→ **What you need to do**
**A.** Reproduce the passage from the text on the White House youth clean energy forum between "From Tuvalu, Maldives, Chicago, and" and "great step forward.", inclusive.
**B.** Write the next part of the account of the White House Youth and Clean Energy Forum, beginning after its final sentence.
-------- Text block
Some people may ask, “Well if it is so dangerous, why do you continue to live there?” When that is the only place your family can afford, you do not have the luxury of a choice.
From Tuvalu, Maldives, Chicago, and COP15 where are our human rights?
Crawford Coal Power Plant. Photograph by Paul L. Meredith
As the youth environmental movement gains momentum prior to COP15, The White House announced just the Wednesday before Thanksgiving that they would host a Youth and Clean Energy Forum with youth environmental leaders on Dec 2, 2009. The act in and of itself is a great victory for the youth environmental movement. Achieving such type of open dialogue was a heavier task during the Bush administration especially considering the fact that Bush did not acknowledge climate change until the last 2 years of his term. The fact that the Obama administration put this forum together is a great step forward.
As a prominent youth environmental justice leader with the Little Village Environmental Justice Organization in Chicago, I was one of 100 youth leaders invited to participate in the forum. At first, I thought the forum was just going to be a speil session with little time to ask questions. Well, the forum exceeded my expectations even though the president did not attend the forum. Those present at the forum included Steven Chu, Secretary of Energy; Hilda Solis, Secretary of Labor; Lisa Jackson, Administrator of Environmental Protection Agency; Nancy Sutley ,Chair of Council on Environmental Quality; Jon Carson, Chief of Staff for Council on Environmental Quality; Carol Browner, Director of White House Office of Energy and Climate Change. The forum was broken down into two parts: 1) panel with Q&A session. 2) Working groups with senior level staff.
----------------
-------- Dataset extract
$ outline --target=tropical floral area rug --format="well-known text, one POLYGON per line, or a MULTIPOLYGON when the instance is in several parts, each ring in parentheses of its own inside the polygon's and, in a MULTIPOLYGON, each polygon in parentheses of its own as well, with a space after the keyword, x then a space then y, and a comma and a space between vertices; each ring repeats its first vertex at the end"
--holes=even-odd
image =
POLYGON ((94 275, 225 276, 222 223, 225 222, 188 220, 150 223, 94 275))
----------------
→ **Set of answers**
**A.**
From Tuvalu, Maldives, Chicago, and COP15 where are our human rights?
Crawford Coal Power Plant. Photograph by Paul L. Meredith
As the youth environmental movement gains momentum prior to COP15, The White House announced just the Wednesday before Thanksgiving that they would host a Youth and Clean Energy Forum with youth environmental leaders on Dec 2, 2009. The act in and of itself is a great victory for the youth environmental movement. Achieving such type of open dialogue was a heavier task during the Bush administration especially considering the fact that Bush did not acknowledge climate change until the last 2 years of his term. The fact that the Obama administration put this forum together is a great step forward.

**B.**
During the panel with Q&A, Steven Chu spoke about his views on where the U.S. stands with Climate Change. He stated that he does not see the U.S. “turning it’s back on coal” when there is such a high energy demand and many people would lose their jobs. This comment turned off most of the youth who work actively to reach a common goal: transition from fossil fuels to renewable sources of energy. Steven Chu took a few questions after his speech and then left. Lisa Jackson and Hilda Solis then came into the room, introduced themselves and took questions.
With Steven Chu’s coal comment in mind and my intentions to ask Lisa Jackson a question in regards to environmental disparities and exposure to hazards, I raised my hand up high in the air. Luckily, I was sitting in the second row of the room and got called on for the second question. To begin, I thanked Lisa Jackson for leading EPA into filing a lawsuit against Midwest Generation, the owner of six coal power plants in Illinois with two of those located in Chicago’s predominantly Mexican-American neighborhoods. I proceeded with the question “Steven Chu mentioned earlier that he does not see the U.S. turning it’s back on coal. Is the use of coal more important than protecting the health of communities living in close proximity to coal mining sites and coal power plants? ” To that Lisa Jackson responded, “Oh no, no. That is my job, to make sure that emissions do not harm environment and the people.” She continued stating that the transitions from fossil fuels to renewable sources is not an easy one but that we must work towards that direction. As the panel continued, Lisa Jackson stated that she would like to see a legally binding agreement in Copenhagen.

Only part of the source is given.